> **What you have to do**:
In order of appearance, list every number written in digits in the passage about blood pressure in young adults.

> **Passage shown**:
════
Researchers analyzed data on more than 14,000 men and women between 24 and 32 years old in 2008 from the National Longitudinal Study of Adolescent Health, known as Add Health, funded by the National Institutes of Health.

Researchers found 19 percent had elevated blood pressure, also referred to as hypertension. Only about half of the participants with elevated blood pressure had ever been told by a health-care provider that they had the condition.

“The findings are significant because they indicate that many young adults are at risk of developing heart disease, but are unaware that they have hypertension,” said Quynh Nguyen, a doctoral student at UNC’s Gillings School of Global Public Health and the study’s lead author. Hypertension is a strong risk factor for stroke and coronary heart disease, the leading cause of death for adults in the U.S.

Kathleen Mullan Harris, Ph.D., Add Health’s principal investigator, interim director of the UNC Carolina Population Center and a co-author of the paper, said the findings were noteworthy because they were from the first nationally representative, field-based study of blood pressure to focus on young adults. Other studies have concentrated on older adult populations, in which hypertension is more common, or have included only a small number of young adults, making it difficult to draw conclusions about that age group.
════
> **Excerpted records**:
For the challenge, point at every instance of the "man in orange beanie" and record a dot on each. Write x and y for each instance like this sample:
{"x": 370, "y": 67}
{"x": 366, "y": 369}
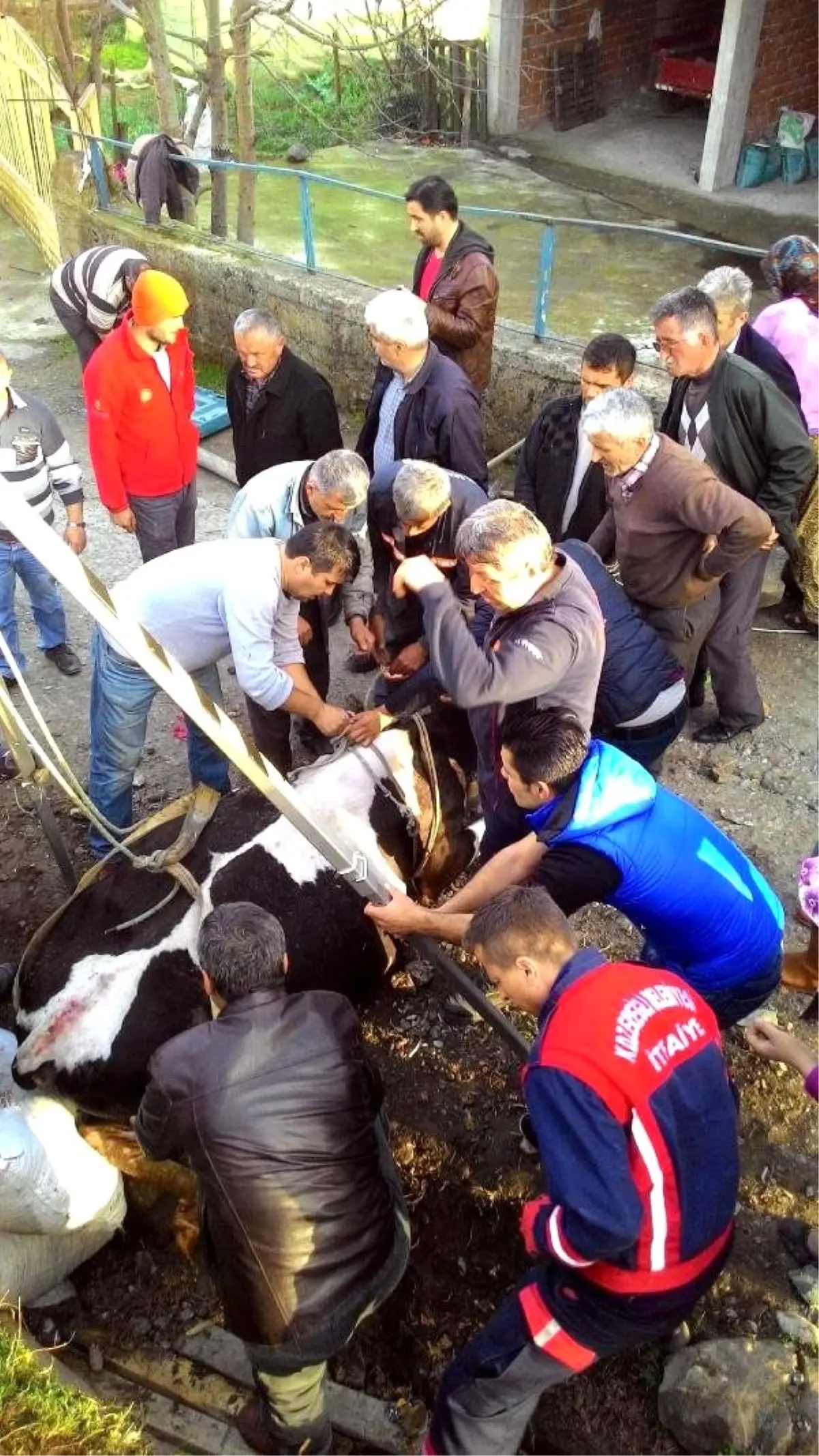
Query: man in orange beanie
{"x": 139, "y": 389}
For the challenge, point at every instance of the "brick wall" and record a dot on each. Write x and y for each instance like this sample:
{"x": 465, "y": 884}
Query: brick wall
{"x": 788, "y": 66}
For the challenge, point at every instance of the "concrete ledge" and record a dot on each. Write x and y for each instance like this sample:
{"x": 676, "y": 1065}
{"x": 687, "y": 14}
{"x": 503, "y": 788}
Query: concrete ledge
{"x": 322, "y": 315}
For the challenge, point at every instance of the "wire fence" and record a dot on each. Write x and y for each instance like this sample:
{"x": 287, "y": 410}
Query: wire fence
{"x": 560, "y": 277}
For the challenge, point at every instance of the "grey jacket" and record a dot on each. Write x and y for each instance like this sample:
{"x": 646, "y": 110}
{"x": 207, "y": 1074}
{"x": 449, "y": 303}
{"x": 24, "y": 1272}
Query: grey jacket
{"x": 272, "y": 504}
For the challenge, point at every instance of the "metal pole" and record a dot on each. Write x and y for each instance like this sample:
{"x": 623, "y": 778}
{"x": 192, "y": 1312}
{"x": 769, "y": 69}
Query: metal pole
{"x": 308, "y": 224}
{"x": 91, "y": 593}
{"x": 98, "y": 174}
{"x": 544, "y": 286}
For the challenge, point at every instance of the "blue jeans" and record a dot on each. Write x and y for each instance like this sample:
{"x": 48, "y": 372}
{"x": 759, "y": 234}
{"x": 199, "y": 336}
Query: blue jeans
{"x": 46, "y": 602}
{"x": 735, "y": 1002}
{"x": 121, "y": 695}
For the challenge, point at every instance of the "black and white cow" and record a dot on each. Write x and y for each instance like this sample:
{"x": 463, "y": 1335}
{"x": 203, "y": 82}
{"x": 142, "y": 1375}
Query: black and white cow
{"x": 96, "y": 1001}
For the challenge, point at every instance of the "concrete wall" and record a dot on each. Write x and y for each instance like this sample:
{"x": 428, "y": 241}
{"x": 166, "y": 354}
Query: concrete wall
{"x": 788, "y": 64}
{"x": 321, "y": 315}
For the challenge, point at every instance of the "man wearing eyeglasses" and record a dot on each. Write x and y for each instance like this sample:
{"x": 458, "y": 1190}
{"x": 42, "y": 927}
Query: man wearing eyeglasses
{"x": 730, "y": 416}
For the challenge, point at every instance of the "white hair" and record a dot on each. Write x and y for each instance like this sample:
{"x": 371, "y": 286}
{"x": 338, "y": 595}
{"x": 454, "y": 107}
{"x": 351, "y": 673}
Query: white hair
{"x": 398, "y": 317}
{"x": 344, "y": 474}
{"x": 728, "y": 286}
{"x": 621, "y": 414}
{"x": 259, "y": 319}
{"x": 498, "y": 525}
{"x": 420, "y": 490}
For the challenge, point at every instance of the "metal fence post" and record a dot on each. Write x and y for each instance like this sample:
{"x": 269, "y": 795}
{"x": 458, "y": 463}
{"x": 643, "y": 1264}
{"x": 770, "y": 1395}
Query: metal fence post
{"x": 544, "y": 285}
{"x": 98, "y": 174}
{"x": 308, "y": 226}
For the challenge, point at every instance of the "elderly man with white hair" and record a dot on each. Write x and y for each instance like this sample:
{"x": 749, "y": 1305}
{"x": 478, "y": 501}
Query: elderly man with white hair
{"x": 422, "y": 407}
{"x": 672, "y": 525}
{"x": 278, "y": 503}
{"x": 538, "y": 641}
{"x": 281, "y": 407}
{"x": 730, "y": 291}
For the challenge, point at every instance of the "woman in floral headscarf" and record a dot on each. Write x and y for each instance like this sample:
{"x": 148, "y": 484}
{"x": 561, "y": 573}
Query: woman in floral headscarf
{"x": 792, "y": 323}
{"x": 801, "y": 969}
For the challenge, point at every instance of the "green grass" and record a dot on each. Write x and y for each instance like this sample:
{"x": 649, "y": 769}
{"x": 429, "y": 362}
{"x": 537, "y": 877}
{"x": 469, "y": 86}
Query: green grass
{"x": 126, "y": 56}
{"x": 42, "y": 1417}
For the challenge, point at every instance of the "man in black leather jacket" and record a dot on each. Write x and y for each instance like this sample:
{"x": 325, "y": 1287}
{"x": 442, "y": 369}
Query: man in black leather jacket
{"x": 278, "y": 1114}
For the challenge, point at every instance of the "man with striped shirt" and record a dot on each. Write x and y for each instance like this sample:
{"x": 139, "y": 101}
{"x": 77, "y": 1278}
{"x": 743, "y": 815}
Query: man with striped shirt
{"x": 91, "y": 293}
{"x": 35, "y": 461}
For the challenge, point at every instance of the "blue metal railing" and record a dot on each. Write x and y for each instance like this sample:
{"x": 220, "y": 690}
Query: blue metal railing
{"x": 306, "y": 179}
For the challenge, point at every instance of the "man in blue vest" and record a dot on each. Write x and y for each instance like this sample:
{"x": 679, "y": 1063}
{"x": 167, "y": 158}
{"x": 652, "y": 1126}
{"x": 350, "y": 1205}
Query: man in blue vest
{"x": 636, "y": 1127}
{"x": 604, "y": 830}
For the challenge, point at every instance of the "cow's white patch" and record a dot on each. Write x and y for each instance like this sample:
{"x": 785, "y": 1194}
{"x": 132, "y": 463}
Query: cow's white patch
{"x": 81, "y": 1023}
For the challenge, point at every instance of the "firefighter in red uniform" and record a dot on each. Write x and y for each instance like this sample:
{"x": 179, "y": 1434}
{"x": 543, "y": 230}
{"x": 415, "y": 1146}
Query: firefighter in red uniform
{"x": 636, "y": 1123}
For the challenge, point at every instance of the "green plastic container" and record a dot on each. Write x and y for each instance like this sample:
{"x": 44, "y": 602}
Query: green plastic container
{"x": 774, "y": 162}
{"x": 752, "y": 164}
{"x": 794, "y": 164}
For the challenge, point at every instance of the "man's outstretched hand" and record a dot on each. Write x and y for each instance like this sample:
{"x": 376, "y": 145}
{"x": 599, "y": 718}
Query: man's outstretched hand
{"x": 398, "y": 916}
{"x": 414, "y": 574}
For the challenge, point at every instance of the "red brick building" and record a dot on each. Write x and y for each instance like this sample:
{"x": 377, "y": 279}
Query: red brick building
{"x": 567, "y": 61}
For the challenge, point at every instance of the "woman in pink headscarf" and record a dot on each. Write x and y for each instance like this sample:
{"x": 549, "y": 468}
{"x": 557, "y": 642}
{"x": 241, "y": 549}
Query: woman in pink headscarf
{"x": 792, "y": 323}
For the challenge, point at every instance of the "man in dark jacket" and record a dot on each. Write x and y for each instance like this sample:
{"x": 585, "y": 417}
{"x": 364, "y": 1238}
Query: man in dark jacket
{"x": 278, "y": 1113}
{"x": 734, "y": 417}
{"x": 543, "y": 644}
{"x": 599, "y": 829}
{"x": 422, "y": 407}
{"x": 642, "y": 702}
{"x": 281, "y": 407}
{"x": 626, "y": 1081}
{"x": 730, "y": 291}
{"x": 164, "y": 177}
{"x": 455, "y": 277}
{"x": 556, "y": 475}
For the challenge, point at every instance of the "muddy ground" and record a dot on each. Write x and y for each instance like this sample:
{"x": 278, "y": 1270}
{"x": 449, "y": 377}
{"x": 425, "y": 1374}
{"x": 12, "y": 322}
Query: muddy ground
{"x": 454, "y": 1092}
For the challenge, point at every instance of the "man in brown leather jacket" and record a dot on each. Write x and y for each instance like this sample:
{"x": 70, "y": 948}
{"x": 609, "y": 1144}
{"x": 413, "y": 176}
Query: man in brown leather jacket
{"x": 278, "y": 1114}
{"x": 455, "y": 277}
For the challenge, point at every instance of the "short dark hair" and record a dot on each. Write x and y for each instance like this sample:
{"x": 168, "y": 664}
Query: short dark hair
{"x": 327, "y": 547}
{"x": 242, "y": 950}
{"x": 548, "y": 744}
{"x": 435, "y": 194}
{"x": 611, "y": 351}
{"x": 691, "y": 306}
{"x": 521, "y": 920}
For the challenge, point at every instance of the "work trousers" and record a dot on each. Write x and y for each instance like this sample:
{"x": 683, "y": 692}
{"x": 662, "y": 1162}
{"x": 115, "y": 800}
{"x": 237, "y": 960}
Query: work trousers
{"x": 79, "y": 330}
{"x": 684, "y": 629}
{"x": 272, "y": 725}
{"x": 121, "y": 695}
{"x": 728, "y": 645}
{"x": 44, "y": 596}
{"x": 491, "y": 1389}
{"x": 295, "y": 1399}
{"x": 165, "y": 522}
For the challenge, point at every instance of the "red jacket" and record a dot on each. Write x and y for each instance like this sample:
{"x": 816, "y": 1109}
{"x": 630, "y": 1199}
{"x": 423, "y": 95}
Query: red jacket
{"x": 142, "y": 437}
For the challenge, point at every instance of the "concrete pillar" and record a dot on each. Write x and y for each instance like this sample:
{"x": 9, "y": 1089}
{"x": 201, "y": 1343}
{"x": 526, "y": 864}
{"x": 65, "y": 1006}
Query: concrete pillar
{"x": 736, "y": 61}
{"x": 503, "y": 64}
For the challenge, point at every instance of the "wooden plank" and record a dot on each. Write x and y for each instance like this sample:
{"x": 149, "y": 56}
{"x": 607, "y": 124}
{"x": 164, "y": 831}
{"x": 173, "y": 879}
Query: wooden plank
{"x": 351, "y": 1413}
{"x": 187, "y": 1430}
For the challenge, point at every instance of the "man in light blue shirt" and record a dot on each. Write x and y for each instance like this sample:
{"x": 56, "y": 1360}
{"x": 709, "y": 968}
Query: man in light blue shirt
{"x": 203, "y": 603}
{"x": 281, "y": 501}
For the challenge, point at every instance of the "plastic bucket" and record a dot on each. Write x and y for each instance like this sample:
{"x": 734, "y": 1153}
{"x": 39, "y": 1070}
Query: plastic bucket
{"x": 752, "y": 162}
{"x": 794, "y": 164}
{"x": 773, "y": 162}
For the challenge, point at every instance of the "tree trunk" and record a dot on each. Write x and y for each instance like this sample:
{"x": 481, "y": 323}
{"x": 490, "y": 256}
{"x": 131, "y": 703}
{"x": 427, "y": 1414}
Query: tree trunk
{"x": 156, "y": 44}
{"x": 219, "y": 118}
{"x": 245, "y": 120}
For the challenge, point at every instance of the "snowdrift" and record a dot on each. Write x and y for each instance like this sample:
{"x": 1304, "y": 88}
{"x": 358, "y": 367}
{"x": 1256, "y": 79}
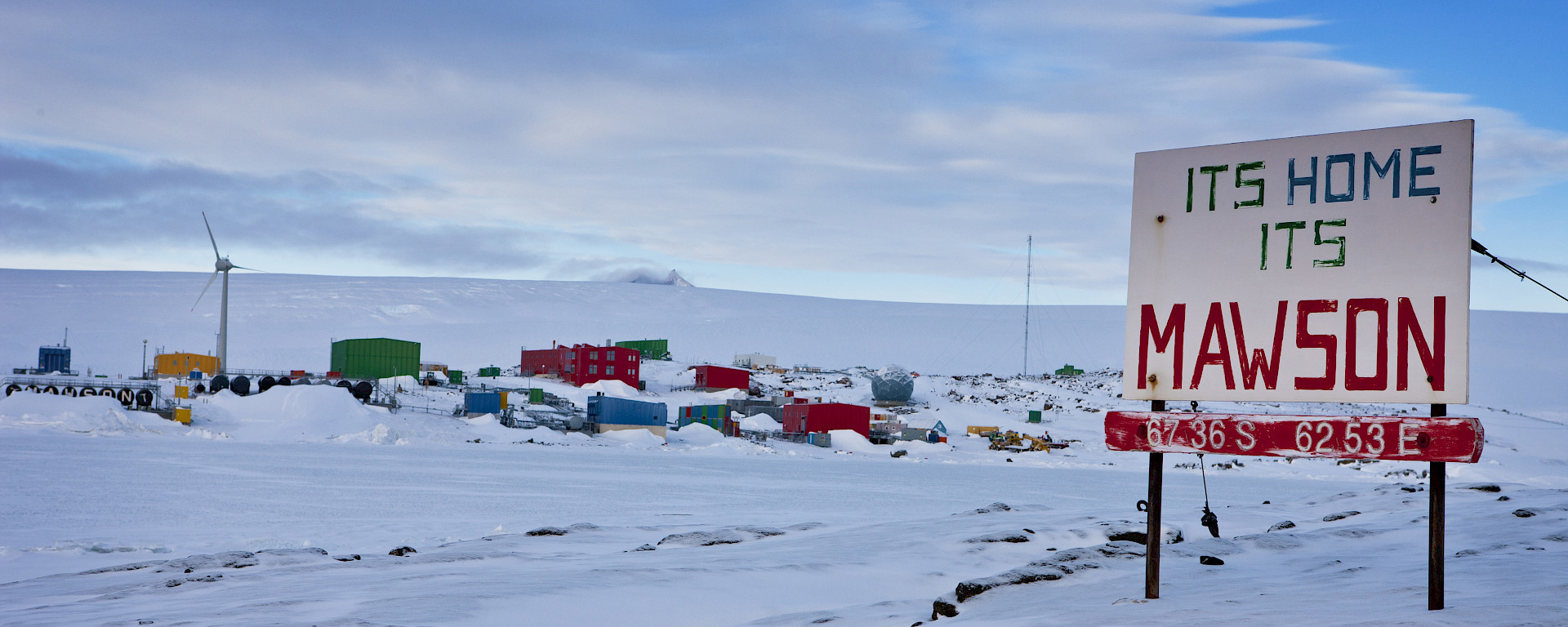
════
> **Your solution**:
14,000; 24; 32; 2008; 19